POLECENIA:
1: Odpowiedz, proszę, krótko na pytania dotyczące tekstu o nauczycielce muzyki i Józefie Mackiewiczu:
(a) Jak nazywano Helenę Tyszkównę?
(b) Czyje nuty miała przy sobie nauczycielka muzyki, gdy wezwano ją do wydziału oświaty?
(c) W którym roku Józef Mackiewicz wyjechał za granicę?
2: Wypisz dokładnie fragment tekstu o nauczycielce muzyki i Józefie Mackiewiczu od słów „Po latach przerwy” do słów „jej synem Kazimierzem.”.

STRONA:
Niewiele wspomnień, jak dotychczas, było o Helenie Tyszkównie, jedynie tylko to, że nazywano ją „skrzypeczką”, bo od gry na tym instrumencie zaczynała najczęściej lekcję. Gdy stawała w drzwiach klasy nauczycielka muzyki, spotykały ją owacje radości. Z nieodłącznymi skrzypcami, o lekko przyprószonych siwizną skroniach, zawsze uśmiechnięta i bez reszty zakochana w polskiej muzyce. Wszystkie baliki i potańcówki, wycieczki i studniówki nie obchodziły się bez piosenek, których ta nauczycielka nauczyła. Jak wspominała Idalka, inspektor A. Bryo zaskarżył ją, że nie zaznajamia dzieci z muzyką rosyjską. Wezwano ją do wydziału oświaty, ale akurat wtedy miała ze sobą nuty Aleksandra Dargomyżskiego. Wyjęła je z teczki i bez słowa położyła na biurku...

Posiadała zdolności literackie

Bez wątpienia Idalka posiadała zdolności literackie. Po ojcu? Józef Mackiewicz, młodszy brat Stanisława Cata-Mackiewicza dopóki mieszkał w Wilnie (w Czarnym Borze), kontaktował się z Idalką, zapraszał ją do swego domu. Kontakt się urwał po wyjeździe ojca w roku 1944 za granicę, najpierw do Włoch, potem do Anglii i do Niemiec. Co do jego poglądów politycznych zdania są podzielone, ale to właśnie on był świadkiem ekshumacji oficerów polskich zamordowanych w Katyniu przez NKWD i jako jeden z pierwszych publicystów głosił prawdę o tym mordzie.

Po latach przerwy Józef Mackiewicz znów nawiązał kontakt listowny z Idalką, a gdy był już ciężko chory, jego żona Barbara Toporska, również pisarka, pisywała listy do wileńskiej córki swego męża. Idalię łączyły przyjazne stosunki z przyrodnią siostrą Haliną oraz z siostrą Józefa Mackiewicza Seweryną Orłosiową i jej synem Kazimierzem.

WYKAZ WPISÓW:
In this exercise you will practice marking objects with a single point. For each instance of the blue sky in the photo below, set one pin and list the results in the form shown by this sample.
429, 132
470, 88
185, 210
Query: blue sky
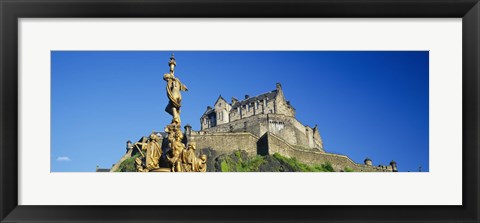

ODPOWIEDZI:
1:
(a) „Skrzypeczką”.
(b) Nuty Aleksandra Dargomyżskiego.
(c) W 1944 roku.

2:
Po latach przerwy Józef Mackiewicz znów nawiązał kontakt listowny z Idalką, a gdy był już ciężko chory, jego żona Barbara Toporska, również pisarka, pisywała listy do wileńskiej córki swego męża. Idalię łączyły przyjazne stosunki z przyrodnią siostrą Haliną oraz z siostrą Józefa Mackiewicza Seweryną Orłosiową i jej synem Kazimierzem.